*Challenge*. Copy the listing from its first line up to and including the line containing "137 99 L 140", shifting every coordinate in the path outlines by adding 142 and leaving all other text unchanged.

:::::

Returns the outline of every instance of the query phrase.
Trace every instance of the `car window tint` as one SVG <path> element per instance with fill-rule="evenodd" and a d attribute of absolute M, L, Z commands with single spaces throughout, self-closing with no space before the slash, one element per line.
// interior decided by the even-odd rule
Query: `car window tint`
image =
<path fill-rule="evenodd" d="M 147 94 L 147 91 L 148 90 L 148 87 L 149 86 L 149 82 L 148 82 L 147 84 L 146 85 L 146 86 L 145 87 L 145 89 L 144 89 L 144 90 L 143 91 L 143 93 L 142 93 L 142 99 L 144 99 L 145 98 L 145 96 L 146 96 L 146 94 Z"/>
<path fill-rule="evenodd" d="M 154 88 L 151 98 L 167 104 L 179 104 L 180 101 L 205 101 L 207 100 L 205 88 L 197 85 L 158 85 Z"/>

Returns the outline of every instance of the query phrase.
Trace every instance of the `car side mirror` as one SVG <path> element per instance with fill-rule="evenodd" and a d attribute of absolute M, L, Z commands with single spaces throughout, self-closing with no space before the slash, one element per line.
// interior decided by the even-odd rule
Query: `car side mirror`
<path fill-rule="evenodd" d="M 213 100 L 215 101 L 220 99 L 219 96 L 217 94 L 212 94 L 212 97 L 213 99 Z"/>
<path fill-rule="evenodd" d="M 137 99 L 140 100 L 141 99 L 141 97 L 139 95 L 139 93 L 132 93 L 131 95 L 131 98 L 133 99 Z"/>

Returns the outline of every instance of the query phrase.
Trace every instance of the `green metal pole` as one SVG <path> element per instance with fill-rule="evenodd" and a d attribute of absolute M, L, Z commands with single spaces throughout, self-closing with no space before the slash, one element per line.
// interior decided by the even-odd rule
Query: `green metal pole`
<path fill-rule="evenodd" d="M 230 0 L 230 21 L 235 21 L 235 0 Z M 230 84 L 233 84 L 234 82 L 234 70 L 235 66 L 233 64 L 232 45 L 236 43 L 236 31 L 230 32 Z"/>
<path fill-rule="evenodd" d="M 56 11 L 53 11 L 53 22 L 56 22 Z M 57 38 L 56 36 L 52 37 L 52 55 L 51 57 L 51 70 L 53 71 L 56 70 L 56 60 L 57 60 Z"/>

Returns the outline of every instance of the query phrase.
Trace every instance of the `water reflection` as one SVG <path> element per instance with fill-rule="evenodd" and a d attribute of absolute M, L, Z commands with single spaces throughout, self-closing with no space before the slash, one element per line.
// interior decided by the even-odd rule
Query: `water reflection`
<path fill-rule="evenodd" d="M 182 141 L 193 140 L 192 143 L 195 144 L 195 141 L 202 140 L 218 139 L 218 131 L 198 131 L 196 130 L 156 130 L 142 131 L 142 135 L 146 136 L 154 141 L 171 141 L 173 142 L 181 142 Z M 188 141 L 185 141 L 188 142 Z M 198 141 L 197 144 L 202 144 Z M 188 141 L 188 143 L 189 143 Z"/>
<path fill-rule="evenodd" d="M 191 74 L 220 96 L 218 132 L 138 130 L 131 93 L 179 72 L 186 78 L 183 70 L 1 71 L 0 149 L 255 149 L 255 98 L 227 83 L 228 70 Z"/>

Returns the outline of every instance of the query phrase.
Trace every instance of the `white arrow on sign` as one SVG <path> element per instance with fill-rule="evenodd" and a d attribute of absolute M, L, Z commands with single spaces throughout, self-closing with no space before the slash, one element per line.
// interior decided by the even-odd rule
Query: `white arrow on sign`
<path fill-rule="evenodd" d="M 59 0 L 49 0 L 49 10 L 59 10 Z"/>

:::::

*Written answer*.
Returns the outline of every instance of the query phrase.
Trace every instance of the `car window tint` as one SVG <path> element per instance with fill-rule="evenodd" and a d attribute of absolute M, L, Z commands with single spaces throughout, self-closing with no space before the slash, one element per line.
// interior decided by the even-odd rule
Query: `car window tint`
image =
<path fill-rule="evenodd" d="M 289 236 L 289 233 L 290 232 L 290 229 L 291 228 L 291 224 L 290 224 L 289 226 L 288 227 L 288 228 L 287 229 L 287 231 L 286 231 L 286 232 L 285 233 L 285 235 L 284 235 L 284 241 L 286 241 L 287 240 L 287 238 L 288 238 L 288 236 Z"/>
<path fill-rule="evenodd" d="M 296 230 L 293 240 L 309 246 L 321 246 L 322 243 L 347 243 L 349 242 L 347 230 L 339 227 L 300 227 Z"/>

Returns the outline of every instance of the query phrase.
Trace every instance of the `car side mirror` as one SVG <path> element per instance with fill-rule="evenodd" and a d attribute of absolute M, L, Z commands with single spaces throughout, self-closing with no space before the slash, one element per line.
// interior decided by the even-odd rule
Query: `car side mirror`
<path fill-rule="evenodd" d="M 355 242 L 357 243 L 362 241 L 361 238 L 359 236 L 354 236 L 354 239 L 355 241 Z"/>
<path fill-rule="evenodd" d="M 279 241 L 282 242 L 283 241 L 283 239 L 281 237 L 281 235 L 274 235 L 273 237 L 273 240 L 275 241 Z"/>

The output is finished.